**Set exercise:** Print the full listing exactly.

**Data in this exercise:**

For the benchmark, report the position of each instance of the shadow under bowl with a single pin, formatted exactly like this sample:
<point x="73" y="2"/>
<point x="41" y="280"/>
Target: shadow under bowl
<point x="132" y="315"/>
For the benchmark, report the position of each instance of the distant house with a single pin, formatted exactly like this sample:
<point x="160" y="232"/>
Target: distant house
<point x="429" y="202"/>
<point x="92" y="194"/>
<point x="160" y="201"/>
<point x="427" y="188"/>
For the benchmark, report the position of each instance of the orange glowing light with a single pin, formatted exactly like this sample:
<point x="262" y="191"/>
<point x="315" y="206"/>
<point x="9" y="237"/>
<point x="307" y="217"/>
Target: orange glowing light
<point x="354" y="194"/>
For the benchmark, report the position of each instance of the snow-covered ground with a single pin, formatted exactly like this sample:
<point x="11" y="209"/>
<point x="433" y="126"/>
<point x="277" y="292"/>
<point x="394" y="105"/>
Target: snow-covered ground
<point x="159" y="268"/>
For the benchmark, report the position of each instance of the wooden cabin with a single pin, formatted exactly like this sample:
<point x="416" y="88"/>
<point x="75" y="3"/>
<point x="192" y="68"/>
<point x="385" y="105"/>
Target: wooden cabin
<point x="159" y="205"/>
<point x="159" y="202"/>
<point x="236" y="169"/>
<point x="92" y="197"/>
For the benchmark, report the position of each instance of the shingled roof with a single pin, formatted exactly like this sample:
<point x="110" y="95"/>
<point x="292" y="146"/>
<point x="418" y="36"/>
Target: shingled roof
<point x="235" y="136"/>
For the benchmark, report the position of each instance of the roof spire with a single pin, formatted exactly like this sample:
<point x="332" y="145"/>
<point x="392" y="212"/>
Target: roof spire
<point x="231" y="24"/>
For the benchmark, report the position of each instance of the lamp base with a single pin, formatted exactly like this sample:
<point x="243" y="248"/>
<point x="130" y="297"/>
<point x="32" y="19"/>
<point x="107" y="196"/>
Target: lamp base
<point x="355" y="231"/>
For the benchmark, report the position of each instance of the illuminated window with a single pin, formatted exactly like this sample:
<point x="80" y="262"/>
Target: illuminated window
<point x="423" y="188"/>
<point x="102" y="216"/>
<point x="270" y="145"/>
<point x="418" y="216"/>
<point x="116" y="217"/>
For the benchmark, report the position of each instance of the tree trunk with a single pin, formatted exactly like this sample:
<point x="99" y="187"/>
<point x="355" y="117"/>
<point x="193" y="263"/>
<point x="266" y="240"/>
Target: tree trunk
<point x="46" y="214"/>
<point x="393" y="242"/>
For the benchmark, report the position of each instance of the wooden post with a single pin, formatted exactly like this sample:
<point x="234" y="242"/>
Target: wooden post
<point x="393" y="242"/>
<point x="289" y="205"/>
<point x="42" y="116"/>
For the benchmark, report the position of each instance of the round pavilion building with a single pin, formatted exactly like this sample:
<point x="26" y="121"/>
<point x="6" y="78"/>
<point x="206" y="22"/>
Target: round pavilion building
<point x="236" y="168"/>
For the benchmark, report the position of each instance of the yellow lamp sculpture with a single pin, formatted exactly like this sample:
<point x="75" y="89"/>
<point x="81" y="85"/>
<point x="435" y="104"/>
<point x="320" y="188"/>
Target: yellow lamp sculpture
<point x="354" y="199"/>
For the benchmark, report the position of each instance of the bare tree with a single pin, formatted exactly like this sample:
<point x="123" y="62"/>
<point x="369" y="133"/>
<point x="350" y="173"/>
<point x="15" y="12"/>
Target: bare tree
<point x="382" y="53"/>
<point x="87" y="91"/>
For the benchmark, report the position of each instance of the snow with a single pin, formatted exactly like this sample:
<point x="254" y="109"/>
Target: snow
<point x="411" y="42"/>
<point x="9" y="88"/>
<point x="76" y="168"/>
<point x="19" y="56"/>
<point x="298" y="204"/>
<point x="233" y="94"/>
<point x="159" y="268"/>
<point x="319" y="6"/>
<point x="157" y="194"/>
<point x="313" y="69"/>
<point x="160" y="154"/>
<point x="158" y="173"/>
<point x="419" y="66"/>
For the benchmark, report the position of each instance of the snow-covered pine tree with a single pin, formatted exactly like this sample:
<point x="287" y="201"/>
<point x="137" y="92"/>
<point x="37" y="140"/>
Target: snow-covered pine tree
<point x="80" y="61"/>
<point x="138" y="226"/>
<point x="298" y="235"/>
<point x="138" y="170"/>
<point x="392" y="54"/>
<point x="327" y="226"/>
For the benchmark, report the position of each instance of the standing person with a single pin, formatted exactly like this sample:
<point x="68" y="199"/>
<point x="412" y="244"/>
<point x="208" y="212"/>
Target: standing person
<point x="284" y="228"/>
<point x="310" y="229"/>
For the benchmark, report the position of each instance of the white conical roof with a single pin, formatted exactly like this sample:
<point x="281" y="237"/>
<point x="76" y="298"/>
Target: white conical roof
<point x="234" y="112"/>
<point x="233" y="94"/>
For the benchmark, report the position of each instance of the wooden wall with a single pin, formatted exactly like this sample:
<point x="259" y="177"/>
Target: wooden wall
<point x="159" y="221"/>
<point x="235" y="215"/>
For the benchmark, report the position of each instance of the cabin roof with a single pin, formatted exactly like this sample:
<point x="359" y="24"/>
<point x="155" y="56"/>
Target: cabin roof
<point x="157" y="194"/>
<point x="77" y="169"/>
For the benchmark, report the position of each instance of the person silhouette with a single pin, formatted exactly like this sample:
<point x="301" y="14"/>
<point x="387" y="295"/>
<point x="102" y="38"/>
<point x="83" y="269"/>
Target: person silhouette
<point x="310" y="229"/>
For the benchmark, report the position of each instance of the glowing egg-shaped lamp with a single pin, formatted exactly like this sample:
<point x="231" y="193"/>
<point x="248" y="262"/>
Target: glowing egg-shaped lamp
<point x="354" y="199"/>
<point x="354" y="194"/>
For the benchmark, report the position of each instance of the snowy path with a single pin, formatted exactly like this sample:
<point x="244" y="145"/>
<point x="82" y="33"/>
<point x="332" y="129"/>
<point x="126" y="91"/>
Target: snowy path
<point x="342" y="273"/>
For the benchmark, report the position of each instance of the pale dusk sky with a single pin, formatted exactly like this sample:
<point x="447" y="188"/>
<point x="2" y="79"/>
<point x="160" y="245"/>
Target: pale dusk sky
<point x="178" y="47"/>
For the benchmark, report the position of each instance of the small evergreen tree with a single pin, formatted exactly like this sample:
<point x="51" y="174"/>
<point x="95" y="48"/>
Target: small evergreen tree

**Response below:**
For the benchmark, report the position of each instance of the shadow under bowl with a single pin, formatted exactly like this sample:
<point x="73" y="2"/>
<point x="41" y="280"/>
Target: shadow under bowl
<point x="132" y="315"/>
For the benchmark, report the position of each instance of the distant house with a single pin, formatted exactly like this sample:
<point x="160" y="232"/>
Target: distant house
<point x="429" y="202"/>
<point x="92" y="194"/>
<point x="160" y="201"/>
<point x="427" y="188"/>
For the benchmark, report the position of each instance of the orange glowing light with a single pin, formatted exactly like this sample:
<point x="262" y="191"/>
<point x="315" y="206"/>
<point x="9" y="237"/>
<point x="307" y="217"/>
Target: orange glowing light
<point x="354" y="194"/>
For the benchmark, report the position of each instance of the snow-covered ground with a single pin, formatted exactly like this sample:
<point x="11" y="209"/>
<point x="433" y="126"/>
<point x="277" y="292"/>
<point x="394" y="105"/>
Target: snow-covered ground
<point x="159" y="268"/>
For the benchmark, report the position of each instance of the wooden cabin with a single pin, formatted exactly like this sample:
<point x="416" y="88"/>
<point x="75" y="3"/>
<point x="192" y="68"/>
<point x="385" y="105"/>
Target: wooden cabin
<point x="159" y="205"/>
<point x="159" y="202"/>
<point x="236" y="169"/>
<point x="92" y="197"/>
For the benchmark, report the position of each instance of the shingled roof with a single pin, formatted exactly like this sample:
<point x="110" y="95"/>
<point x="292" y="146"/>
<point x="418" y="36"/>
Target: shingled roof
<point x="235" y="136"/>
For the benchmark, report the position of each instance of the roof spire with a single pin, formatted exactly like this sample:
<point x="332" y="145"/>
<point x="392" y="212"/>
Target: roof spire
<point x="231" y="24"/>
For the benchmark, report the position of each instance of the lamp base with a single pin, formatted exactly like this sample:
<point x="243" y="248"/>
<point x="130" y="297"/>
<point x="32" y="19"/>
<point x="107" y="196"/>
Target: lamp base
<point x="355" y="231"/>
For the benchmark, report the position of each instance of the illuminated window with a single pin, formatted exactly like this sample:
<point x="80" y="262"/>
Target: illuminated window
<point x="423" y="188"/>
<point x="102" y="216"/>
<point x="270" y="145"/>
<point x="418" y="216"/>
<point x="116" y="217"/>
For the benchmark, report the position of each instance of the tree trunk with a single pin, formatted exactly like this sample:
<point x="99" y="187"/>
<point x="355" y="117"/>
<point x="193" y="263"/>
<point x="266" y="240"/>
Target: tree trunk
<point x="46" y="214"/>
<point x="393" y="242"/>
For the benchmark, report the position of each instance of the wooden post with a single pin, formatted exactly like this sample:
<point x="234" y="242"/>
Target: wooden post
<point x="393" y="242"/>
<point x="289" y="205"/>
<point x="42" y="116"/>
For the benchmark, report the position of each instance of the round pavilion building with a single pin, formatted exactly like this sample:
<point x="26" y="121"/>
<point x="6" y="78"/>
<point x="206" y="22"/>
Target: round pavilion building
<point x="236" y="168"/>
For the benchmark, report the position of each instance of the yellow lamp sculpture with a single pin, formatted exactly like this sample:
<point x="75" y="89"/>
<point x="81" y="85"/>
<point x="435" y="104"/>
<point x="320" y="188"/>
Target: yellow lamp sculpture
<point x="354" y="199"/>
For the benchmark, report the position of each instance of the bare tree with a single pin, formatted exactly like this sample:
<point x="123" y="62"/>
<point x="369" y="133"/>
<point x="350" y="173"/>
<point x="15" y="12"/>
Target: bare tree
<point x="382" y="53"/>
<point x="87" y="91"/>
For the benchmark, report the position of each instance of the snow with a single pin, formatted exactly like this sample:
<point x="254" y="109"/>
Target: snow
<point x="411" y="42"/>
<point x="9" y="88"/>
<point x="76" y="168"/>
<point x="19" y="56"/>
<point x="298" y="204"/>
<point x="233" y="94"/>
<point x="159" y="268"/>
<point x="319" y="6"/>
<point x="157" y="194"/>
<point x="313" y="69"/>
<point x="160" y="154"/>
<point x="158" y="173"/>
<point x="419" y="66"/>
For the benchmark, report the position of each instance of the snow-covered pine tree with a single pin, formatted exactly like this sample:
<point x="287" y="201"/>
<point x="137" y="92"/>
<point x="37" y="140"/>
Target: snow-covered pine tree
<point x="80" y="61"/>
<point x="138" y="226"/>
<point x="298" y="235"/>
<point x="138" y="170"/>
<point x="392" y="54"/>
<point x="327" y="226"/>
For the benchmark, report the position of each instance of the standing person with a single pin, formatted exactly like this sample:
<point x="68" y="199"/>
<point x="412" y="244"/>
<point x="208" y="212"/>
Target: standing person
<point x="284" y="228"/>
<point x="310" y="229"/>
For the benchmark, report the position of each instance of the white conical roof with a single pin, formatted exactly like this sample:
<point x="281" y="237"/>
<point x="76" y="298"/>
Target: white conical roof
<point x="234" y="112"/>
<point x="233" y="94"/>
For the benchmark, report the position of each instance of the wooden wall with a single pin, formatted exactly like this sample:
<point x="259" y="177"/>
Target: wooden wall
<point x="159" y="221"/>
<point x="235" y="215"/>
For the benchmark, report the position of each instance of the cabin roof with a single pin, formatted exactly like this sample:
<point x="359" y="24"/>
<point x="155" y="56"/>
Target: cabin roof
<point x="157" y="194"/>
<point x="77" y="169"/>
For the benchmark, report the position of each instance of the person silhouette with a single pin, formatted exactly like this sample:
<point x="301" y="14"/>
<point x="387" y="295"/>
<point x="102" y="38"/>
<point x="83" y="269"/>
Target: person silhouette
<point x="310" y="229"/>
For the benchmark, report the position of each instance of the glowing egg-shaped lamp with a single pin, formatted exactly like this sample:
<point x="231" y="193"/>
<point x="248" y="262"/>
Target: glowing egg-shaped lamp
<point x="354" y="199"/>
<point x="354" y="194"/>
For the benchmark, report the position of each instance of the snowy path with a single pin, formatted exactly like this sample:
<point x="244" y="145"/>
<point x="82" y="33"/>
<point x="332" y="129"/>
<point x="126" y="91"/>
Target: snowy path
<point x="342" y="273"/>
For the benchmark, report the position of each instance of the pale dusk sky with a single pin, formatted exactly like this sample:
<point x="447" y="188"/>
<point x="2" y="79"/>
<point x="160" y="245"/>
Target: pale dusk sky
<point x="178" y="47"/>
For the benchmark, report the position of each instance of the small evergreen tree with a single pin, formatted exactly like this sample:
<point x="51" y="174"/>
<point x="95" y="48"/>
Target: small evergreen tree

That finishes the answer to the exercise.